**Exercise text**
Bou Nassif said because of where the blast occurred, the worst of the damage happened to majority-Christian neighborhoods. The adjacent areas included Beirut’s mostly Christian neighborhoods of Mar Maroun and Achrafieh.
As a result, he said, most of the aid is coming from Christian aid agencies, as well as the Maronite Catholic Church.
The Philos Project, a group that advocates for Christians in the Near East, as part of a broader goal of religious pluralism in the region and of educating Western Christians on their situation, is one such Christian organization helping those affected by the disaster in Lebanon.
Tegho said she and her husband are spearheading an initiative called Human Chain, which she said was formed in October 2019 to help the poor in the midst of protests against the government.
"In the aftermath of the disaster, we realized we could use our Human Chain network to help in relief efforts," she said.
Tegho said the main goal of the Human Chain at the moment is helping to ensure people’s homes are safe to occupy, and they have a functional living space and bathroom.
“This is where volunteers have been doing most of the work, because there has been no government involved in that [effort,” she said.
“Helping to remove the debris, making sure people who have lost everything have places to go to whether it's the church, whether it's friends, family, et cetera. But it's still too soon for those houses to be rebuilt.”
In addition to delivering food aid, Tegho and Bou Nassif have been helping to clear the rubble and ensure their neighbors do not end up on the streets.
They are also hoping to raise $30,000 for relief efforts through a GoFundMe campaign.
Tegho said the Philos Project has set up a fund of $10,000 to help the Human Chain in its humanitarian efforts. Philos is encouraging donations to its Action Fund on its website.

**Information**
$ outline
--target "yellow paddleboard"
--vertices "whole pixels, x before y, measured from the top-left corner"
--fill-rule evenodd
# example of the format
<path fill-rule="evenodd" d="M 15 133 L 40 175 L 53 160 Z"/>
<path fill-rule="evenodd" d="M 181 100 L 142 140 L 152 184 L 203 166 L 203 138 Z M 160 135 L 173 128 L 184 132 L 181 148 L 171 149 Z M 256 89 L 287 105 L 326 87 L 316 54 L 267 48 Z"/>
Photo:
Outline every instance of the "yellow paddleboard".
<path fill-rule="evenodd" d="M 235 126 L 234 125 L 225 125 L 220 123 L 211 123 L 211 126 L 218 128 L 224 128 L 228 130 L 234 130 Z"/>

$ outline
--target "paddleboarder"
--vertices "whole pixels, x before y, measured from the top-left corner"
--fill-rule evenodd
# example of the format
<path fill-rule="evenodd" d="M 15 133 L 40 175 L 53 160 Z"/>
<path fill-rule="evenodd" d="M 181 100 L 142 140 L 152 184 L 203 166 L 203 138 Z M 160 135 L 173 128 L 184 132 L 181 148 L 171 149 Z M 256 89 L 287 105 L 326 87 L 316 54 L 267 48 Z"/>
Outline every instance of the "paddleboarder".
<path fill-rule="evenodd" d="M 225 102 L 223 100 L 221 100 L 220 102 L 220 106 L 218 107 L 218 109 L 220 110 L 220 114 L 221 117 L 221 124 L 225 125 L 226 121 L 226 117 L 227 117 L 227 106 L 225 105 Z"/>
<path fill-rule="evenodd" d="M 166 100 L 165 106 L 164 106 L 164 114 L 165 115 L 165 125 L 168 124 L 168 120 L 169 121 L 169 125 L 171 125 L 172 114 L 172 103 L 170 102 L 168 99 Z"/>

**Task A**
In the text on relief efforts after the Beirut blast, when was the Human Chain formed?
**Task B**
From the text on relief efforts after the Beirut blast, list the things the Human Chain's current main goal is to secure for people.
**Task C**
Extend the text on relief efforts after the Beirut blast, starting after its final sentence.

**Answer space A**
October 2019

**Answer space B**
- Homes that are safe to occupy
- A functional living space
- A bathroom

**Answer space C**
Bou Nassif said the best way to help the people of Lebanon is to donate to Christian agencies, rather than to the Lebanese government.
“You give money to the Lebanese state, you're not giving money to any poor person in Lebanon, Christian, or not. You're giving money to Lebanon politicians,” he opined.
On Aug. 10, Lebanon’s Maronite Catholic patriarch, Cardinal Bechara Boutros Rai, called for the resignation of the entire Lebanese government, adding that it is “necessary to hold everyone responsible accountable for this massacre and catastrophe.” The Prime Minister and the rest of the government subsequently resigned later that day.
Though millions of dollars of aid has poured in from Western governments, Bou Nassif said he trusts the Christian agencies much more than the government to distribute aid to the poor.
"Some money will come from governments, but the money that will come immediately, before this is resolved, will be coming from churches, concerned citizens, people with sympathy...to the Christian minority in Lebanon," Bou Nassif said.
“The biggest actors are the Maronite Church, the Lebanese Red Cross, the local Catholic relief or rescue organizations; they should be helped to help people,” he said.
Officials have not yet determined the cause of the explosions, but investigators believe they may have started with a fire in a warehouse that stored 2,750 tonnes of ammonium nitrate, a fertilizer that can be made into an explosive. Lebanon’s security service warned against speculations of terrorism before investigators could assess the situation.
Bou Nassif told CNA that the widespread sentiment throughout the city is that Hezbollah, a hardline Islamic party in Lebanon, is to blame for the accident.
Sixty percent of Lebanon’s people are Muslim, evenly split among Sunni and Shia, and nearly 35% of the country’s population is Christian, most of whom are Maronite Catholic Christians. Lebanon also has a small Jewish population, as well as Druze and other religious communities.
Other Christian aid agencies, as well as the Red Cross, have been active in the city following the disaster.
Despite damages to their own facilities, Catholic Relief Services has provided relief to the victims of the explosion. Caritas Lebanon has offered water and hot meals at several locations throughout Beirut. Caritas health care centers have also opened, and a mobile medical unit and mental health team have been available to the public.